→ **What you are asked to do**:
Reproduce the part of the material that opens with the line containing "If you could pin the wooden post" and closes at the end of the material, substituting "floral cushion" for "patterned cushion" and leaving all else unchanged.

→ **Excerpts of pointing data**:
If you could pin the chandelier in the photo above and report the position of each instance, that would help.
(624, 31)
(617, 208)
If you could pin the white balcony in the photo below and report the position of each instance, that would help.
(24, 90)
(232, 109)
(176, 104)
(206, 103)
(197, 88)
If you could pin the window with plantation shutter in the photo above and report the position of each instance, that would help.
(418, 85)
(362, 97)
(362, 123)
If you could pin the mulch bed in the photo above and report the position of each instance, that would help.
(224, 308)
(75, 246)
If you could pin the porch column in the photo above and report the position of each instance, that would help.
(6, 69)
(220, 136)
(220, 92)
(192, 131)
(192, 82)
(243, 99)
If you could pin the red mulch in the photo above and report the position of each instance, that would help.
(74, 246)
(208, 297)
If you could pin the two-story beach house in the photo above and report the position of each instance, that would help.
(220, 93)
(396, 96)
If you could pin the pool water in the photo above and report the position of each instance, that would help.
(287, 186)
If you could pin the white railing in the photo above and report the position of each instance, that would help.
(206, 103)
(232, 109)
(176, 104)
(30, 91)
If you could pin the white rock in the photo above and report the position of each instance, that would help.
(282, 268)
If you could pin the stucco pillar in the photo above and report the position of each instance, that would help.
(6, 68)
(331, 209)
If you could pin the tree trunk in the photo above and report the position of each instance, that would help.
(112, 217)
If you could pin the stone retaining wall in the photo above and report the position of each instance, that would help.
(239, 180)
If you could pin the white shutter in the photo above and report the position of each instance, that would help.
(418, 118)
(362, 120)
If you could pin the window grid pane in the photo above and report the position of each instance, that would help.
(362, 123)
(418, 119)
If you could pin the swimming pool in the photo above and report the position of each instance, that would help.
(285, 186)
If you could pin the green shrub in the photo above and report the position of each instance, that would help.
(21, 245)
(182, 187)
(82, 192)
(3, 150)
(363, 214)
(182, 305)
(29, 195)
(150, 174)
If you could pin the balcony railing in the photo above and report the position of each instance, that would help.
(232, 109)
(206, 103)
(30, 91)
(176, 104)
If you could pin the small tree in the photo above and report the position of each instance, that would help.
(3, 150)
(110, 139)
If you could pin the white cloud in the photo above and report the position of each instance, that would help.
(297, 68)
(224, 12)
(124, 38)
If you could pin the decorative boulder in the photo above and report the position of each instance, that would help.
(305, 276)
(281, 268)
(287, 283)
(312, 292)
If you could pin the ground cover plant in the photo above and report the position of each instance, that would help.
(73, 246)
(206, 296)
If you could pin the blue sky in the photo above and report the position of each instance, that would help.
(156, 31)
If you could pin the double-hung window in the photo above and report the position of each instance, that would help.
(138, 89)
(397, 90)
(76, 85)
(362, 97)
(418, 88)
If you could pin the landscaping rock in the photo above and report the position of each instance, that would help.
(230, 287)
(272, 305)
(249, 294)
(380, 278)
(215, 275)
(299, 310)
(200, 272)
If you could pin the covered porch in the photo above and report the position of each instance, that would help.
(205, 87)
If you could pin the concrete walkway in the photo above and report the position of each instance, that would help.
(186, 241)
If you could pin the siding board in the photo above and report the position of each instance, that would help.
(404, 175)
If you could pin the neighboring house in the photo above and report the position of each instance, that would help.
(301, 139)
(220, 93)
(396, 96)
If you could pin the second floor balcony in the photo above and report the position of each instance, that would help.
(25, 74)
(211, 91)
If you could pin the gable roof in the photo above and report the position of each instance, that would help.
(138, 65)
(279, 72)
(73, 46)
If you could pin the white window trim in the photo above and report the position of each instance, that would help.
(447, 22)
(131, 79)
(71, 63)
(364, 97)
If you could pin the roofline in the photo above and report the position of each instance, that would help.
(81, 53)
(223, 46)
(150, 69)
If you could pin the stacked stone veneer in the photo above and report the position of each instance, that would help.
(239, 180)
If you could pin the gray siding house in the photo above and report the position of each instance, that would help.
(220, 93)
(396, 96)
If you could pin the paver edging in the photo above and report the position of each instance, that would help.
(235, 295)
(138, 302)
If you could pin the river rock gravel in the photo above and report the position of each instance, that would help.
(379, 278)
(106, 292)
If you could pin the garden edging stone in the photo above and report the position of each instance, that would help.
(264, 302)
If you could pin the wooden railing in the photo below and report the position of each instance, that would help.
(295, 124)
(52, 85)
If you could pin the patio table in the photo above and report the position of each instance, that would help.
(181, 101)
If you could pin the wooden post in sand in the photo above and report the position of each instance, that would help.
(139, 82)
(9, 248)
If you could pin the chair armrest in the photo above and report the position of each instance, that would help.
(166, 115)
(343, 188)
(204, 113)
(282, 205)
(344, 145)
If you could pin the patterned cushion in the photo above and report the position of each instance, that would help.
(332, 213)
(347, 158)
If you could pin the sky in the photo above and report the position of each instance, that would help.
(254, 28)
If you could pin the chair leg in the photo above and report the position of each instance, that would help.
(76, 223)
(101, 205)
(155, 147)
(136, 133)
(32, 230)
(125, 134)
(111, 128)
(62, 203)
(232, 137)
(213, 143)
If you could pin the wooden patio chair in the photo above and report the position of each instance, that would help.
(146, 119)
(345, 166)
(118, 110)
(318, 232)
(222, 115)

→ **Written solution**:
If you could pin the wooden post in sand in the photo above and report the position of each instance, that would help.
(139, 82)
(9, 248)
If you could pin the chair armrest in the photo above and report the position of each instance, that would help.
(166, 115)
(343, 188)
(204, 113)
(282, 205)
(344, 145)
If you could pin the floral cushion in the photo above and report the position of each instance, that would help.
(332, 213)
(347, 158)
If you could pin the sky in the photo above and report the position of each instance, that would help.
(254, 28)
If you could pin the chair leg in the photo above and report the position of each instance, that would help.
(76, 223)
(101, 205)
(155, 147)
(136, 133)
(32, 230)
(125, 134)
(111, 128)
(62, 203)
(232, 137)
(213, 143)
If you could pin the wooden patio chair in the photo above and report the position of each instance, that would help.
(146, 119)
(345, 166)
(118, 110)
(318, 232)
(222, 115)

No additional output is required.